§ Что нужно сделать:
[a] Что, судя по отрывку о советской границе, носят советские пограничники вместо шлема?
[b] Объясните по отрывку о советской границе, почему рассказчик со спутником не могли пройти по плотине дальше середины реки.
[c] Напишите, что было дальше в отрывке о советской границе, начиная сразу после его последней фразы.

§ Исходный текст:
━━━━━━━━

В самом начале, в голодные годы, существовали на границе товарообменные пункты. Тогда еще крестьяне сходились на час-другой, помогали друг другу. Теперь все это кончилось: двери огромной тюрьмы наглухо закрылись . . .
—    Советский пограничник!
Из-за угла хаты вышел человек в длинном непромокаемом плаще. Я надеялся увидеть остроконечный шлем, но был разочарован: советские пограничники носят вместо шлема зеленую фуражку старого образца.
Он шел вразвалку, руки в карманах, и винтовка ненужно болталась за его спиной ...
Пограничник остановился и стал нас внимательно разглядывать. Увидев, что мы собираемся сниматься, он поспешно отошел в сторону и забрался в наблюдательную яму, из которой виднелась только его голова. Мы снялись, потом медленно пошли вдоль берега. Советский пограничник вылез из ямы и пошел за нами следом, не отставая ни на шаг. Мы остановились, остановился и он. Двинулись дальше. Чекист шел за нами с деланно равнодушным видом.
В одном месте мы поднялись на мельничную запруду и дошли по узкой плотине до середины реки. Здесь плотина была поделена на две части — мельник протянул поперек колючую проволоку. Дальше нельзя было идти — дальше была советская территория, там ждал чекист с винтовкой . . .
Запруду починяли. Двое мужиков на плотине пилили бревно. Третий полез в воду, как был — в штанах. Он стоял по колено в ледяной воде, налаживал бревно, лязгал от холода зубами и громко матерно ругался.
Трофимов крикнул:
—    Мишка, подойди-ка сюда!
Мишка вылез из реки. С его заплатанных штанов, прилипших к телу, в три ручья лила вода. Он любезно осклабился, снял картуз и бойко поздоровался:
—    Сергею Иванычу . . . Мое нижайшее.
—    Слушай, братец. Можешь ты за полсотни латов этого господина на ту сторону доставить?
Мишка стыдливо засмеялся:
—    Шутить изволите, господа хорошие . . .

━━━━━━━━

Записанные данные
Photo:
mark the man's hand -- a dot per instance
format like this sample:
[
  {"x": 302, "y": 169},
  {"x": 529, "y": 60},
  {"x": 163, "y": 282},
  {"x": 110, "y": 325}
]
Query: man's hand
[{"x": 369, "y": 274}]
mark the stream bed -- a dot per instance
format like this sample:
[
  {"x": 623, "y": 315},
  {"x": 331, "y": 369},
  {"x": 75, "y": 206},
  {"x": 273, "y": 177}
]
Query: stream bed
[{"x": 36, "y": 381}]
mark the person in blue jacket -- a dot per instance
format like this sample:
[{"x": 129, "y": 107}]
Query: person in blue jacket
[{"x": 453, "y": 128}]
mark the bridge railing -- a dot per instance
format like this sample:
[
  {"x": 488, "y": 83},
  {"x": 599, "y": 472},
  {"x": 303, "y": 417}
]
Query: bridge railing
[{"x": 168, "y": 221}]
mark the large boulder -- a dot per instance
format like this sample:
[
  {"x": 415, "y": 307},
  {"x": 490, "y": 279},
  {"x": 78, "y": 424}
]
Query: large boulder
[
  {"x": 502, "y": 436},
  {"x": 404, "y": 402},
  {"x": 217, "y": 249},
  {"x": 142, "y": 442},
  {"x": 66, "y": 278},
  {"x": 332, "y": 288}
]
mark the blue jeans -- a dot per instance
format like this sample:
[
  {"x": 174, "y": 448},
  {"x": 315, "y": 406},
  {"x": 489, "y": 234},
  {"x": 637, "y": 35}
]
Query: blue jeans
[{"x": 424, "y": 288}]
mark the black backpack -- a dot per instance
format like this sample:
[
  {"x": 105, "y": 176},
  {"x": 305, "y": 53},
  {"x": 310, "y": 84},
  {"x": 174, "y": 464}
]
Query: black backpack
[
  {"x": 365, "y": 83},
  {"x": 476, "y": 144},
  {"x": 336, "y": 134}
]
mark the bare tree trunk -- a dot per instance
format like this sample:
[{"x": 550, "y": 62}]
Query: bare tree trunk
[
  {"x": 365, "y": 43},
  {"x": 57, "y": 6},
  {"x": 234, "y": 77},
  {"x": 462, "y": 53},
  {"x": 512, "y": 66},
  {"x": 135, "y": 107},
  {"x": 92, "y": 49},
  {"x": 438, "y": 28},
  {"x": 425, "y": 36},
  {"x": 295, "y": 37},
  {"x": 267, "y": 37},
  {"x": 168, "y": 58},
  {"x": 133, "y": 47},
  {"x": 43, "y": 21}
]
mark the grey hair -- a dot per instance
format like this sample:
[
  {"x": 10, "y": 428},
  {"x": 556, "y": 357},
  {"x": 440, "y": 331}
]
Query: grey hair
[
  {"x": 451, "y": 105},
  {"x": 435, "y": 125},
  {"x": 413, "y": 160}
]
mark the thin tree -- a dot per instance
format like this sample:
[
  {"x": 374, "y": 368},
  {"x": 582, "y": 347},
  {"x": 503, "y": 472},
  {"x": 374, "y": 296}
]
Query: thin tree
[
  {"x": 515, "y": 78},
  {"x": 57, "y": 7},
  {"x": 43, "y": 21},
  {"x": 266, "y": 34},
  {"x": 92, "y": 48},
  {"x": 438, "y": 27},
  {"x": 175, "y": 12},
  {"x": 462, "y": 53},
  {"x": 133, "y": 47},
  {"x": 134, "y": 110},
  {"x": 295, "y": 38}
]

━━━━━━━━

§ Ответы к заданиям:
[a] Зеленую фуражку старого образца.

[b] Посередине плотину делила колючая проволока, которую протянул мельник. Дальше начиналась советская территория, и там ждал чекист с винтовкой.

[c]
Но капитан с напускной серьезностью сказал:
—    На этот раз тебе препятствий чинить не будем . . . Что же? Переведешь?
—    Шутить изволите! Пущай сами идут — дорога свободная, речка неглубокая . . .
—    Да ты брось дурачиться. Ведь поймали тебя раз на этом самом деле? . . Водил же?
—    Это дело прошлое. С меня хватит. Больше не интересуюсь . . .
Мишка надел фуражку и снова полез в воду. Это был знаменитый на весь уезд контрабандист, специалист по переводу на советскую сторону. Была у него еще и другая профессия — он тайно служил в чека. Однажды его уже выслали из пятнадцативерстной полосы, потом вернули, и теперь он находится под наблюдением . . .
—    Заедем к Федору Ивановичу. Миллионер из крестьян.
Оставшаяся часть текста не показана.